• **ИСХОДНЫЙ ТЕКСТ**:
Гармония, Единение, Любовь, Искренность,
Оптимизм, Свобода - ГЕЛИОС

На главную страницу  -  Содержание учебной программы

ГАРМОНИЯ В АРХИТЕКТУРЕ

Учебный цикл IV.
Древние знания и инновации

Понятие гармонии сложилось в античное время как характеристика определенного, упорядоченного состояния мироздания, окружающей человека живой природы.

Смена времен года, дня и ночи, определенные перио­ды цветения растений, цикличность роста и развития живых организмов, их умирание и возрождение приве­ли к таким понятиям, как ритмы, симметрия — асимметрия, пропорции, тектоника и др., ставшие в процессе развития искусств, архитектуры основными средствами гармонизации форм как выражения единства объективно - субъективных законов художественного творчества. В сфере интересов архитектурной бионики находится и этот аспект изучения живой природы с архитектурными целями.

Объективной основой гармонии в живой природе и архитектуре является взаимодействие функции и формы. Проблема функции и формы в утилитарном плане в архитектуре заключается в том, чтобы найти такое соответствие формы (технических средств формообра­зования), которое бы наиболее полно обеспечивало функционирование архитектурного объекта, т.е. удов­летворение определенных социальных потребностей че­ловека.

Здесь могут быть различные качественные уровни обеспечения функционирования.

В диапазоне качества функционирования архитектур­ного объекта возможны различные варианты взаимо­действия функции и формы, возникающие в связи с адаптацией архитектуры к разнообразным условиям формирования ее объектов.

В известные архитектурно - исторические эпохи на проблему соотношения функции и формы складывались свои взгляды, выразившиеся в концепциях " функционализма " и " формализма ".

• **ПОКАЗАННЫЕ ДАННЫЕ**:
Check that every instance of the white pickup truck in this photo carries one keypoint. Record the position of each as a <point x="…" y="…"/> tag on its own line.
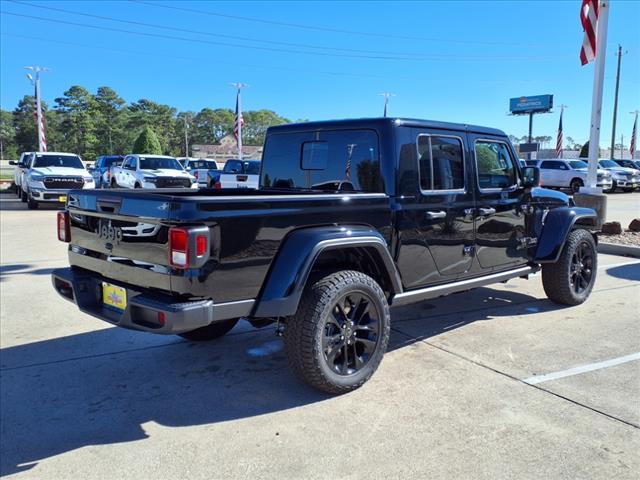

• **УСЛОВИЕ ЗАДАНИЯ**:
Ответьте по тексту о гармонии в архитектуре:
(a) В какое время сложилось понятие гармонии?
(b) Что является объективной основой гармонии в живой природе и архитектуре?
(c) В каких концепциях выразились взгляды на соотношение функции и формы?
Приведённые строки для работы не понадобятся.

• **ОТВЕТ НА ЗАДАНИЕ**:
(a) В античное время.
(b) Взаимодействие функции и формы.
(c) В концепциях «функционализма» и «формализма».